I would like to contribute material on continuous time optimization, but there is one thing that is not clear to me.

Consider a routine continuous time optimization problem:
\max \int_{t=0}^{T} e^{-\rho t}u(c_{t})dt \text{ s.t. }
\dot{a}_{t} = y + ra_{t} - c_{t},
a_{0} \text{ given, } a_{T}=0.
Assume y & r are constants and u(c)=\frac{c^{1-\gamma}}{1-\gamma}.
Write the value function V(t,a_{t})

Optimal control approach:
H\equiv u(c_{t}) + \lambda (y + ra_{t} - c_{t})
Boils down to a BVP (two ODEs w/ unkown c_{t}, a_{t}):
\left[\begin{array}{l} \dot{c}=\left(\frac{r-\rho}{\gamma} \right) c \\ \dot{a}_{t} = y + ra_{t} - c_{t} \\ a(0)=a_0 \\ a_{T}=0 \end{array} \right]

HJB approach:
\rho V(t,a_{t}) = \max_{c} \left\{u(c_{t}) + V_{a}(t,a_{t})\times \left(y + ra_{t} - c_{t} \right) + V_{t}(t,a_{t}) \right\}
FOC: c(t,a_{t})=u'^{-1}(V_{a}(t,a_{t})) = (V_{a}(t,a_{t}))^{-\frac{1}{\gamma}}
This boils down to a PDE w/ unknown function V(t,a_{t}):
\left[\begin{array}{l} \rho V(t,a_{t}) = u(c_{t}) + V_{a}(t,a_{t})\times \left(y + ra_{t} - c_{t} \right) + V_{t}(t,a_{t}) \\ c(t,a_{t}) = (V_{a}(t,a_{t}))^{-\frac{1}{\gamma}} \\ a(0)=a_0 \\ a_{T}=0 \end{array} \right]

Issue: we have boundary conditions for a_{t} (a(0)=a_0, a_{T}=0) but not for V(t,a_{t}).
^^^^^^^^^^^^^^^^
Please carry the forum post on continuous time optimization further, picking up right after its last sentence about the missing boundary conditions for the value function.
^^^^^^^^^^^^^^^^
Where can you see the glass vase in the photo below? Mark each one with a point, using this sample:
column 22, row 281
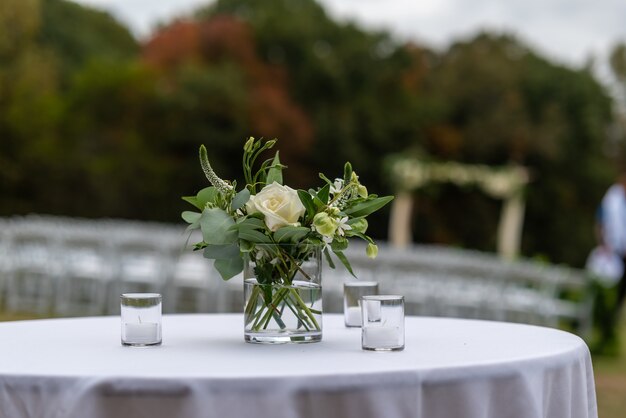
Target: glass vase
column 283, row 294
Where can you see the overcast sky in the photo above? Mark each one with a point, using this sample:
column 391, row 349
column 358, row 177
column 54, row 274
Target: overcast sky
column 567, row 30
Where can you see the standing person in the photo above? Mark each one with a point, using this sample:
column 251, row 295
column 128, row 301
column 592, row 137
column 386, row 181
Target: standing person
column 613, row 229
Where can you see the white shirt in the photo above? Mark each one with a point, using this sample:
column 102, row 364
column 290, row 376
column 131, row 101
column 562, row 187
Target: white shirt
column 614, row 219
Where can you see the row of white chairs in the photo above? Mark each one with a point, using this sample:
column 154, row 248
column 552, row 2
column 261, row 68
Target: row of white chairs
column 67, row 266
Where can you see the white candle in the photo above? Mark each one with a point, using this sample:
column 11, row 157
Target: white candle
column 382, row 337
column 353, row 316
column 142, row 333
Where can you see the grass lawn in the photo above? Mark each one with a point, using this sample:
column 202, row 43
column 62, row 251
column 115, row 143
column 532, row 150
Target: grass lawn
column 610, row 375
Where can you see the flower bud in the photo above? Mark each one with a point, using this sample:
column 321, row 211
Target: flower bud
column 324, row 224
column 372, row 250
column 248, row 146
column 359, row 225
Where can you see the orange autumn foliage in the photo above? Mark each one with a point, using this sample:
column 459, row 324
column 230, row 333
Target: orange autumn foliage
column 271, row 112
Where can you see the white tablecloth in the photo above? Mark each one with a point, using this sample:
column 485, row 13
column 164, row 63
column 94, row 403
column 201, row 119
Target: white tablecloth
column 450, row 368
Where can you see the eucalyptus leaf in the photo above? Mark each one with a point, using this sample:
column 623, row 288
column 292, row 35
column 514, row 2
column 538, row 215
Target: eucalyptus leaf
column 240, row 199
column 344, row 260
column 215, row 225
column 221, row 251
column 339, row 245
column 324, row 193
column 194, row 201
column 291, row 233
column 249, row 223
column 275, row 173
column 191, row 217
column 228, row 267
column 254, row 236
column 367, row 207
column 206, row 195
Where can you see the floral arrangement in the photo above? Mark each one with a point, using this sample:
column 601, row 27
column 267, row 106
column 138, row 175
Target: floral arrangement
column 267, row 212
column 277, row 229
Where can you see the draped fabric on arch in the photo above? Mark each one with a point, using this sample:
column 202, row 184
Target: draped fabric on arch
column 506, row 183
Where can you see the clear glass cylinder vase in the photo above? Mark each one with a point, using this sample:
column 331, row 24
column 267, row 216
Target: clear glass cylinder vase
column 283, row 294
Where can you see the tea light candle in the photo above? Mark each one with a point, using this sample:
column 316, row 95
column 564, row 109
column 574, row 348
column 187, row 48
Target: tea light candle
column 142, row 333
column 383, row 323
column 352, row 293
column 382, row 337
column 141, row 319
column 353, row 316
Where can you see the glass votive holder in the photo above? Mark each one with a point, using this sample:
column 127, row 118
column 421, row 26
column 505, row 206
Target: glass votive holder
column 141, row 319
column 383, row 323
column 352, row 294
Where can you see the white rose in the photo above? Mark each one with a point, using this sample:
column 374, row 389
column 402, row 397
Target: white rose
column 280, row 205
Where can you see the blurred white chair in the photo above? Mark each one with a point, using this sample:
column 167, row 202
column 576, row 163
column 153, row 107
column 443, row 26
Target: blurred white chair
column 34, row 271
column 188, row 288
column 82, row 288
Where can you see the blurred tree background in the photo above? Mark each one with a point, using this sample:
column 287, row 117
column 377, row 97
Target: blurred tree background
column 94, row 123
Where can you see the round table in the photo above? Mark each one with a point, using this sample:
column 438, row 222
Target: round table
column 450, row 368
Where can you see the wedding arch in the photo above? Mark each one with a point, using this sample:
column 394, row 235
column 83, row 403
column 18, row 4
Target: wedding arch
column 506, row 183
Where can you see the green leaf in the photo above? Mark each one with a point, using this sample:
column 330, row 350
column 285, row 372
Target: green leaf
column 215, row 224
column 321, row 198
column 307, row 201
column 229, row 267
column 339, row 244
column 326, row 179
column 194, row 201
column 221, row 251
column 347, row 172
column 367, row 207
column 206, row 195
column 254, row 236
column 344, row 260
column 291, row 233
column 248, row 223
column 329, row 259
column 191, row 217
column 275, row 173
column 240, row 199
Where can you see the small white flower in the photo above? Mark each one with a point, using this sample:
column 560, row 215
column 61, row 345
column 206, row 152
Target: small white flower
^^^^^^^^^^^^^^^^
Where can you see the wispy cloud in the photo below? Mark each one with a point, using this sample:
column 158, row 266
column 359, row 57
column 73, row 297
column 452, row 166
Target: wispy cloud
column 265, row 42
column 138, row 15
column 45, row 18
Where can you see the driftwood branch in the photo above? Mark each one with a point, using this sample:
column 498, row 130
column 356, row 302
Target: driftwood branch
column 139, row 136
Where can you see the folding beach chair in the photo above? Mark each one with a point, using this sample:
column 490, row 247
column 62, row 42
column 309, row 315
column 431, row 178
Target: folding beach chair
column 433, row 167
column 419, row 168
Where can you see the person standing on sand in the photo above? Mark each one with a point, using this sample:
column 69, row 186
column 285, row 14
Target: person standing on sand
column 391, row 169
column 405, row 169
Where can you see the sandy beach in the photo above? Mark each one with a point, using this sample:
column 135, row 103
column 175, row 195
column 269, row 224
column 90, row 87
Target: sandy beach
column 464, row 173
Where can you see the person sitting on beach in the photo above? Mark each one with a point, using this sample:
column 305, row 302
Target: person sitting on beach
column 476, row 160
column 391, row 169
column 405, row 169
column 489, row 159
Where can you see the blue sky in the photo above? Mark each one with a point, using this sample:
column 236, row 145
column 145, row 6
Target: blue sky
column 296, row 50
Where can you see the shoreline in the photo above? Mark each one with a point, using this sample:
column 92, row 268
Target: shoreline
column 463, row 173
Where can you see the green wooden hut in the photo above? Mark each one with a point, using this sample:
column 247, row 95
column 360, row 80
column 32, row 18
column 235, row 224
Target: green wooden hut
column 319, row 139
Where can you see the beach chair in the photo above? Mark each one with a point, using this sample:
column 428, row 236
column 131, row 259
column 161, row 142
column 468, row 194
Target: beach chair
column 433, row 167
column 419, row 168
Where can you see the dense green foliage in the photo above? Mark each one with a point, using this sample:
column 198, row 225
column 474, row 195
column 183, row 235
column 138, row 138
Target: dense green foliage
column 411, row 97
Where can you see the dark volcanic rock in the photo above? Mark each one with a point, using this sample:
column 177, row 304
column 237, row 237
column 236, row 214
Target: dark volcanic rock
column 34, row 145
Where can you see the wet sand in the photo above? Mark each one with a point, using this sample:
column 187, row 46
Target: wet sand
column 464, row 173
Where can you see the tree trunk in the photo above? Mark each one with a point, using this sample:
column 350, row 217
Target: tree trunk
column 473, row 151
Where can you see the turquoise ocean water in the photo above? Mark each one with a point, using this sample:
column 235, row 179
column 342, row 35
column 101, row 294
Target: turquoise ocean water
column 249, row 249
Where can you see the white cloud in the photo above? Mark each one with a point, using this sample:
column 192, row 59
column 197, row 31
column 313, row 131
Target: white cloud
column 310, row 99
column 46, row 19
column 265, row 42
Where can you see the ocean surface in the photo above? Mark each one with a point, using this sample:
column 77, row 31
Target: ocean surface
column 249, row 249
^^^^^^^^^^^^^^^^
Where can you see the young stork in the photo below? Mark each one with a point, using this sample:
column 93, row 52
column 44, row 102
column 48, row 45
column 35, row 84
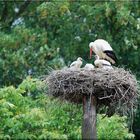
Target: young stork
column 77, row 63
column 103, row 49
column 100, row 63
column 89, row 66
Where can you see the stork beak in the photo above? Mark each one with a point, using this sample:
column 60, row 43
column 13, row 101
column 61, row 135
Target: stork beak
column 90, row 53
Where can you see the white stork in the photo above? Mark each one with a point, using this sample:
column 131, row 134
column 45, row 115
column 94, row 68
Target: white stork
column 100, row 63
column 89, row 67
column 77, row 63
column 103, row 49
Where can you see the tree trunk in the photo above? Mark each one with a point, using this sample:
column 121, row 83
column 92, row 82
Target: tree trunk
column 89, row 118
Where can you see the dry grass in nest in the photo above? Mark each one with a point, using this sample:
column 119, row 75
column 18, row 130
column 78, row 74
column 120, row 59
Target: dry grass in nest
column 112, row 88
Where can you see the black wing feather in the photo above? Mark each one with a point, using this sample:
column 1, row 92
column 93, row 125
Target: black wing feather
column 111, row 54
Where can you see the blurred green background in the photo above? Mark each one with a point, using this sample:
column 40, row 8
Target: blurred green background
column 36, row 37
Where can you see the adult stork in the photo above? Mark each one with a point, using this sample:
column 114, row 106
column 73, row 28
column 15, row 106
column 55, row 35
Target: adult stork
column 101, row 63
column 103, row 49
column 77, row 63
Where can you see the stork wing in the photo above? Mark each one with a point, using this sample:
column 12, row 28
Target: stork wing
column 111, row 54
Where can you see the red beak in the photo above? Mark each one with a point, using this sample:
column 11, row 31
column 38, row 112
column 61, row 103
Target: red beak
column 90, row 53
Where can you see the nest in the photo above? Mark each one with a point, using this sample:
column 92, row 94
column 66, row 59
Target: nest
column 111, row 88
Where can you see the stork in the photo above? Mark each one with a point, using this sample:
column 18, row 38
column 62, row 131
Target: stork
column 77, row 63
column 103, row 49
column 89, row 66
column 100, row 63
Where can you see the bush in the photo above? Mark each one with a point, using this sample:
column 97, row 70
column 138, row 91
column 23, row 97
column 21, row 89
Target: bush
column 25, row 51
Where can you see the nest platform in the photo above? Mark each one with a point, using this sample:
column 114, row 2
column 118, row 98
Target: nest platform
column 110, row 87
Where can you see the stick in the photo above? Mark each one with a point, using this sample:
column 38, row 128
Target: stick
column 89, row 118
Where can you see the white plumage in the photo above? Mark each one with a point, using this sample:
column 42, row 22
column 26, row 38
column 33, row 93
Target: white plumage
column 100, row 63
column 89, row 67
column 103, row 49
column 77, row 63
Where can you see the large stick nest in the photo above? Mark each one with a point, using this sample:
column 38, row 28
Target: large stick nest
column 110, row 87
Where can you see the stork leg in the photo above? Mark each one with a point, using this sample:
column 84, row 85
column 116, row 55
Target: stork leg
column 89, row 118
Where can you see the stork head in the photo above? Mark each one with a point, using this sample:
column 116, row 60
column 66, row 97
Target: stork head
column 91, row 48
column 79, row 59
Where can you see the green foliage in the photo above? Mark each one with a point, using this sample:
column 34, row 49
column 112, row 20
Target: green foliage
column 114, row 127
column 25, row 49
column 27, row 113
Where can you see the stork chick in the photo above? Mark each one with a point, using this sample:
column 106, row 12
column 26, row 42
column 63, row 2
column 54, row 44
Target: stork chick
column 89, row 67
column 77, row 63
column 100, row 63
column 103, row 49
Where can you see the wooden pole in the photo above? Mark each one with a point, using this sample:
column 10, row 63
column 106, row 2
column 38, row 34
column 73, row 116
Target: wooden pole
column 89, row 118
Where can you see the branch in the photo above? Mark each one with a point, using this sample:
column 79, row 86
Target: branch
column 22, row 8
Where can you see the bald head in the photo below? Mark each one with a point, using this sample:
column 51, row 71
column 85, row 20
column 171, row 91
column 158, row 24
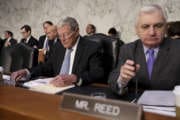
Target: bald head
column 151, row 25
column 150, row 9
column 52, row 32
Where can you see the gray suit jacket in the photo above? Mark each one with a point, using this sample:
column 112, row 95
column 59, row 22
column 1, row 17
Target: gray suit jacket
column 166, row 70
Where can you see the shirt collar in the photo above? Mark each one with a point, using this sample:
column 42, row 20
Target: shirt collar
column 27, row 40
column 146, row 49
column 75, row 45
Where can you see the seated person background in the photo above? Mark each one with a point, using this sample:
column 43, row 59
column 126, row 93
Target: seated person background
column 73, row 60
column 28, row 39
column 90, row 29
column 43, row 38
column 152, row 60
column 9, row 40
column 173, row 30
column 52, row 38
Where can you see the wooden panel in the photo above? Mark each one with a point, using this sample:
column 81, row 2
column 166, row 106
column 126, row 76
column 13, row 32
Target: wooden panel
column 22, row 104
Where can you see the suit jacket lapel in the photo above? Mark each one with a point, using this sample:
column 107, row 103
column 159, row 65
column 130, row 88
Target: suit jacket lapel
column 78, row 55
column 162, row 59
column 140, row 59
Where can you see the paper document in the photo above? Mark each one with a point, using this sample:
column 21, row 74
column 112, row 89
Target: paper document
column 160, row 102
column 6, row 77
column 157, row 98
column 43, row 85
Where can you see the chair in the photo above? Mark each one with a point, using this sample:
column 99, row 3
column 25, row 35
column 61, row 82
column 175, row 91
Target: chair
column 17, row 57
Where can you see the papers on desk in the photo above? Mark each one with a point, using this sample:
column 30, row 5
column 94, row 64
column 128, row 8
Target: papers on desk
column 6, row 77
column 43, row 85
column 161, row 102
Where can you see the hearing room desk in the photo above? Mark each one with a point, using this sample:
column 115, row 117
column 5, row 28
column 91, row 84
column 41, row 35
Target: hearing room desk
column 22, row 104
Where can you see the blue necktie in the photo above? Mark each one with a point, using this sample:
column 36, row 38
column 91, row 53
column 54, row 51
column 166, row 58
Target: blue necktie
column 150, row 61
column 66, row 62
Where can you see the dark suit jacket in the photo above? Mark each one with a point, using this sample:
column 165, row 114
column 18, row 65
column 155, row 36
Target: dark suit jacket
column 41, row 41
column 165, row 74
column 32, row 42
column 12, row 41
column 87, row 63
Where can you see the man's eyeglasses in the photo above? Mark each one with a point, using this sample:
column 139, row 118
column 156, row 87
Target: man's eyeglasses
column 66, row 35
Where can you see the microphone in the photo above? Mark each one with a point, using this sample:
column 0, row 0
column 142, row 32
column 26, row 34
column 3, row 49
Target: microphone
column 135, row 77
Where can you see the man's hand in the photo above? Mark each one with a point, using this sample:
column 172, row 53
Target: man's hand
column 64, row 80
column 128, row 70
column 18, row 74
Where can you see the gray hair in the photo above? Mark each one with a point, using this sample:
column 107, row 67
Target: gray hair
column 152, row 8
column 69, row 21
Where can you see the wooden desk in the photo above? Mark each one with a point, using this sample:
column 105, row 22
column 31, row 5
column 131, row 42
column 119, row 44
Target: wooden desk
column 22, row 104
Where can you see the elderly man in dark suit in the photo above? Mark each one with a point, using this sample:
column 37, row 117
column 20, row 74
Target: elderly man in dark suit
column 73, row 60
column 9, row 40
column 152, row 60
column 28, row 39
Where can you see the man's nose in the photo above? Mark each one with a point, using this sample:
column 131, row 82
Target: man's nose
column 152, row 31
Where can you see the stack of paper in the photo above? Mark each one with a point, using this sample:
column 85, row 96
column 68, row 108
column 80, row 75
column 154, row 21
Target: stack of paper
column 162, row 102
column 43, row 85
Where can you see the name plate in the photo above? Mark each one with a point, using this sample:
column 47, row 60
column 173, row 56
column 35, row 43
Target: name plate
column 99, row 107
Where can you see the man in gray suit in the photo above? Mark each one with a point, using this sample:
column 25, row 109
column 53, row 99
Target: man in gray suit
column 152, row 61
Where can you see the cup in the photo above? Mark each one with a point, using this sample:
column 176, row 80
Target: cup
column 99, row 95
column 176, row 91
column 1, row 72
^^^^^^^^^^^^^^^^
* **The reply**
To solve this PDE we need two boundary conditions for V(t,a_{t}).
Question: How do we get the two boundary conditions?
I think one of them is: V(T,a_{T}) = \psi(a_{T}) = 0 (no bequest here)

Or maybe something like:
\left[\begin{array}{l} \rho V(t,a_{t}) = u(c_{t}) + V_{a}(t,a_{t})\times \left(y + ra_{t} - c_{t} \right) + V_{t}(t,a_{t}) \\ c(t,a_{t}) = (V_{a}(t,a_{t}))^{-\frac{1}{\gamma}} \\ V(T,a_{T}) = 0 \\ V_{a}(T,a_{T}) = 0 \end{array} \right]

Thanks @azev77

I think that we have some plans to eventually document some of those methods, but they tend to be pretty tricky to solve due to inherent backwards and forwards of HJBEs with a control. Sadly, the naive discretizations don’t work or convergence. At this point, the DifferentialEquations.jl package doesn’t have the algorithms that we would need to make it clean. It is something that has been discussed, but I wouldn’t hold your breath. Maybe later next year.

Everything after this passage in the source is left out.